[start of Excerpted text]

# Guess The Take Aways



## Tw!st3dVaP0r (18/12/13)

this is a briliant example of the Great gatsby
captopnians guess the Takeaways


----------



## eviltoy (18/12/13)

Farmstall


----------



## fred1sa (18/12/13)

Big and messy. Farmstall perhaps?


----------



## ET (18/12/13)

ah ok so a gatsby is a chiproll with extras. great now i'm hungry again


----------



## Riaz (18/12/13)

my guess would also be Farmstall

no other take aways packs the way they do


----------



## eviltoy (18/12/13)

I chowed there once. And only once


----------



## Riaz (18/12/13)

the art of buying there is to always buy the smallest option.

so lets say you and a buddy decide to buy food, then u buy a lekker chiproll and then an extra roll.

so with all the toppings of the one u can make another decent one.

you can do the same with the gatsbys


----------



## Tw!st3dVaP0r (18/12/13)

Yip farm stall 

Sent from my GT-I9500 using Tapatalk


----------



## Tw!st3dVaP0r (18/12/13)

I so have liss for one of those right now

Sent from my GT-I9500 using Tapatalk


----------



## Silver (18/12/13)

I'm not from CPT, but once upon a time I spent quite a lot of time there.

The pic looks like a half-eaten Butlers pizza gone wrong 

LOL


----------



## Gazzacpt (18/12/13)

Hmmmm Farmstall I work around the corner from them.......... Looks like I'm having lunch there tomorrow


----------



## Melinda (18/12/13)

never been there, so had no idea what it was, what all is on that?

[end of Excerpted text]

_Task description_.
Copy the forum thread from "## Gazzacpt (18/12/13)" through "is on that?", substituting "dinner" for "lunch".

[start of Extracted information]

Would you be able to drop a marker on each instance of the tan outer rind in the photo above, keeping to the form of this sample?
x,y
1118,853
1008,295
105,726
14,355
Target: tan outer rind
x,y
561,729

[end of Extracted information]

_Solution_.
## Gazzacpt (18/12/13)

Hmmmm Farmstall I work around the corner from them.......... Looks like I'm having dinner there tomorrow


----------



## Melinda (18/12/13)

never been there, so had no idea what it was, what all is on that?